• Written instruction:
Return the whole listing, line for line, without the pictures in it.

• Input data:
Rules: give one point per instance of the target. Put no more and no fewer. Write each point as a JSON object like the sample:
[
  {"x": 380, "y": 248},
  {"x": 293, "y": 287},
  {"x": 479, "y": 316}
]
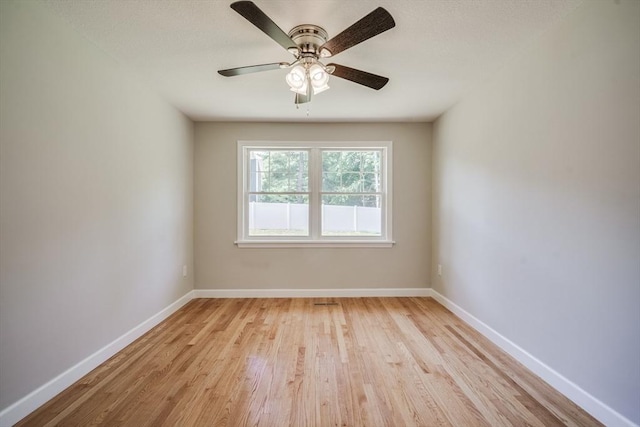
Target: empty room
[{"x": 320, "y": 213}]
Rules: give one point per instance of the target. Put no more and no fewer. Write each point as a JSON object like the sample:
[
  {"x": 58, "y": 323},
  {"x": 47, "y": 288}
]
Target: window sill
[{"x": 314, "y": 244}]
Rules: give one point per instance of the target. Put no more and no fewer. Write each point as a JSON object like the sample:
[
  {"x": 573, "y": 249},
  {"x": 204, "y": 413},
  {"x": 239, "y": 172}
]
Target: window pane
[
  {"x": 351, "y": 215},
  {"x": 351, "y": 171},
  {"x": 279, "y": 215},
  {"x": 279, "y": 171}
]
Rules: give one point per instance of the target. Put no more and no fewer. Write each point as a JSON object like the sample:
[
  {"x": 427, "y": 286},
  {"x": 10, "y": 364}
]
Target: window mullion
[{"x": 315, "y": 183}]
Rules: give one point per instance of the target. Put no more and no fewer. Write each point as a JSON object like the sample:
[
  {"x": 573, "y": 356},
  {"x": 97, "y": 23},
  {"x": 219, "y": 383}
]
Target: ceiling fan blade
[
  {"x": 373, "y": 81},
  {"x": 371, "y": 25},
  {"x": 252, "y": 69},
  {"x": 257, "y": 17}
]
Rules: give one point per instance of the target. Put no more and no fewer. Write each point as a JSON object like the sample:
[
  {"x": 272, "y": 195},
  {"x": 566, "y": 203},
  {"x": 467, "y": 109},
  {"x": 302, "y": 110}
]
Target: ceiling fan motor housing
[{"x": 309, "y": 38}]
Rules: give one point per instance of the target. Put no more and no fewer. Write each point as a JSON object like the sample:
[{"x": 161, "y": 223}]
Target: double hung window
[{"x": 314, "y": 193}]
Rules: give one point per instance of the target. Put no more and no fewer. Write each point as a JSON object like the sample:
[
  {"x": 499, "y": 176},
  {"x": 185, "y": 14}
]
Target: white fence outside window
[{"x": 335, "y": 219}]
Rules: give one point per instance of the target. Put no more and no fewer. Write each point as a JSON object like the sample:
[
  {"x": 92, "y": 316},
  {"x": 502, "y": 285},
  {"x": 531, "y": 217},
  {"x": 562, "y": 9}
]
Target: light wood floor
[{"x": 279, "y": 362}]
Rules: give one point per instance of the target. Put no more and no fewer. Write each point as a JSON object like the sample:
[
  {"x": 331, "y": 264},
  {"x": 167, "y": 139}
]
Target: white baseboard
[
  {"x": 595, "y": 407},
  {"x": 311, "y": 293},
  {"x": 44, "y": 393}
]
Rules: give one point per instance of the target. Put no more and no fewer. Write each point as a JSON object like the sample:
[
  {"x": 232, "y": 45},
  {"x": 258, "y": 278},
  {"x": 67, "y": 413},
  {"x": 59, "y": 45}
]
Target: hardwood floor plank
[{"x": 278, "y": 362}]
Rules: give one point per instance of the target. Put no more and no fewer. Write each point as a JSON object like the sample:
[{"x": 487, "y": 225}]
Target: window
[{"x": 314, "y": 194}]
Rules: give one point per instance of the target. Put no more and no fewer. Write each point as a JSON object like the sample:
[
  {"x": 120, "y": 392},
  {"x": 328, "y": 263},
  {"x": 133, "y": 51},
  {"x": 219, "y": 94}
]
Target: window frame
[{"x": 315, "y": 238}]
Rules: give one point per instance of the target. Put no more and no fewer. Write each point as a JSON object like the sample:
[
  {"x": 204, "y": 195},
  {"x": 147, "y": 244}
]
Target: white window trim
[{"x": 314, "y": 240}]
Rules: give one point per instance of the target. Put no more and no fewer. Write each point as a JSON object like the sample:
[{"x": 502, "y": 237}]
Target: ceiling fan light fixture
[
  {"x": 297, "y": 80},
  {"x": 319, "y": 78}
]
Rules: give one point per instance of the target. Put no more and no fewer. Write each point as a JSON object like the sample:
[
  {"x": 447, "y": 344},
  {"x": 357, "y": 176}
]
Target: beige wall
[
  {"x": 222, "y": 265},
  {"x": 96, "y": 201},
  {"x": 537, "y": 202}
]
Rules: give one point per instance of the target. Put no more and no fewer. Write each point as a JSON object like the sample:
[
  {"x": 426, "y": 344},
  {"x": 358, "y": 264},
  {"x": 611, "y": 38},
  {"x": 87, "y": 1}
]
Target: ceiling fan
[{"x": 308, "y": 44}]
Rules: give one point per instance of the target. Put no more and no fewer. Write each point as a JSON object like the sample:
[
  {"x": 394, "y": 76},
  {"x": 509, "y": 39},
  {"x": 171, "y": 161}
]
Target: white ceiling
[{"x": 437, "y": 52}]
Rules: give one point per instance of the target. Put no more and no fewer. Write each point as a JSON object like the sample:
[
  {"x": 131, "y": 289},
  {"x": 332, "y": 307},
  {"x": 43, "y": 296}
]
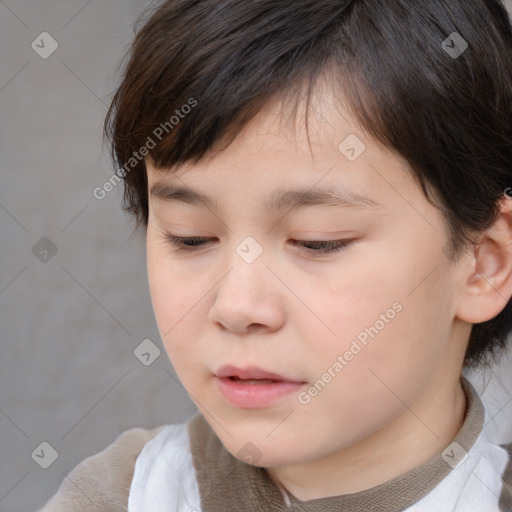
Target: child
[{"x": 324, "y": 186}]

• Written reply:
Rules: give one point per instance of the target. Put no more and no fewer. Write each point as a JSON object like the sample:
[
  {"x": 380, "y": 248},
  {"x": 293, "y": 287},
  {"x": 479, "y": 316}
]
Target: empty room
[{"x": 320, "y": 213}]
Rules: give one point per instance of the target. Put no more and no fewer. Write each point as a JSON object like the sample:
[
  {"x": 58, "y": 323},
  {"x": 47, "y": 288}
]
Target: window sill
[{"x": 314, "y": 244}]
Rules: give one point per instance of the target. Put no more and no fewer. Write each point as a JSON object like the sample:
[
  {"x": 573, "y": 249},
  {"x": 204, "y": 413},
  {"x": 239, "y": 172}
]
Target: window pane
[
  {"x": 351, "y": 215},
  {"x": 351, "y": 171},
  {"x": 279, "y": 215},
  {"x": 279, "y": 171}
]
Rules: give one point per instance of the target. Put no more and no fewer. Write each point as a JSON object like the sample:
[
  {"x": 427, "y": 286},
  {"x": 10, "y": 364}
]
Target: window mullion
[{"x": 315, "y": 183}]
Rules: give one point per instance of the target. Put no more and no fewer. Write each point as a JSON object like the sample:
[
  {"x": 573, "y": 356},
  {"x": 97, "y": 23},
  {"x": 219, "y": 383}
]
Target: ceiling fan blade
[
  {"x": 373, "y": 81},
  {"x": 371, "y": 25},
  {"x": 252, "y": 69},
  {"x": 257, "y": 17}
]
Rules: give one point per instance of the target. Put no more and no fewer. Write each point as a JSON object like the sample:
[
  {"x": 272, "y": 195},
  {"x": 566, "y": 203},
  {"x": 467, "y": 109},
  {"x": 302, "y": 110}
]
Target: ceiling fan motor housing
[{"x": 309, "y": 38}]
Rules: give one point per instance of the target. Put no more and no fewer. Write each point as a JSON object like the sample:
[{"x": 161, "y": 223}]
Target: double hung window
[{"x": 314, "y": 193}]
Rules: give one point per instance of the target. Put no more and no fewer. Write each point as a JSON object like the sample:
[
  {"x": 499, "y": 176},
  {"x": 185, "y": 14}
]
Target: white fence outside window
[{"x": 335, "y": 219}]
Rules: give one point per instance of the target. Put no more and no fewer. Write each point as a JSON object like the sample:
[
  {"x": 92, "y": 316},
  {"x": 502, "y": 285},
  {"x": 531, "y": 217},
  {"x": 562, "y": 9}
]
Target: light wood floor
[{"x": 279, "y": 362}]
Rules: give one point per instance of the target. Put no more and no fewer. Write each point as a JSON object like the sample:
[
  {"x": 331, "y": 264},
  {"x": 167, "y": 139}
]
Target: white baseboard
[
  {"x": 595, "y": 407},
  {"x": 311, "y": 293},
  {"x": 44, "y": 393}
]
Rules: give one point per instance of the target. Put no more and no fewer. Write each point as a JSON object like the sample:
[
  {"x": 232, "y": 45},
  {"x": 258, "y": 278},
  {"x": 67, "y": 413},
  {"x": 59, "y": 45}
]
Target: hardwood floor plank
[{"x": 278, "y": 362}]
Rules: give one point per instance of the target. Put no more and no fewer. Write each point as a JSON object like the sample:
[{"x": 487, "y": 225}]
Target: window
[{"x": 314, "y": 194}]
Rules: give one point per instance of the target. Put no more and no fewer. Write each point as a JSON object like the sample:
[
  {"x": 120, "y": 392},
  {"x": 328, "y": 263},
  {"x": 133, "y": 51},
  {"x": 219, "y": 94}
]
Target: window frame
[{"x": 315, "y": 238}]
Rules: give one point per instance of the target. Put no more and no fewer. Write each point as a JSON object like the sample:
[
  {"x": 204, "y": 195},
  {"x": 147, "y": 244}
]
Target: white window trim
[{"x": 314, "y": 240}]
Rules: give one point per instance of the target. Put no more and no fewer. Write each point as a JSON object like the sample:
[{"x": 502, "y": 237}]
Target: ceiling fan light fixture
[
  {"x": 297, "y": 80},
  {"x": 319, "y": 78}
]
Rules: give one point per instance of the target. Put no more and no fewer. Write each point as a JSON object like the sample:
[
  {"x": 447, "y": 344},
  {"x": 357, "y": 176}
]
Target: beige wall
[
  {"x": 222, "y": 265},
  {"x": 96, "y": 201},
  {"x": 537, "y": 202}
]
Rules: give one point per instance of the target. Put no more and no fewer. Write each point as a JSON object like the sample:
[
  {"x": 426, "y": 344},
  {"x": 358, "y": 264},
  {"x": 611, "y": 38},
  {"x": 87, "y": 1}
]
Target: ceiling fan
[{"x": 308, "y": 44}]
Rules: give one point per instance of the target. Put no more and no fewer. Write each point as a JSON object like the sample:
[
  {"x": 394, "y": 76},
  {"x": 509, "y": 39},
  {"x": 171, "y": 161}
]
Target: white ceiling
[{"x": 437, "y": 52}]
Rules: give one point per instance of the target. Put no more and no fewer. Write each point as a JSON object like the sample:
[
  {"x": 131, "y": 289},
  {"x": 332, "y": 307},
  {"x": 43, "y": 296}
]
Target: child
[{"x": 324, "y": 186}]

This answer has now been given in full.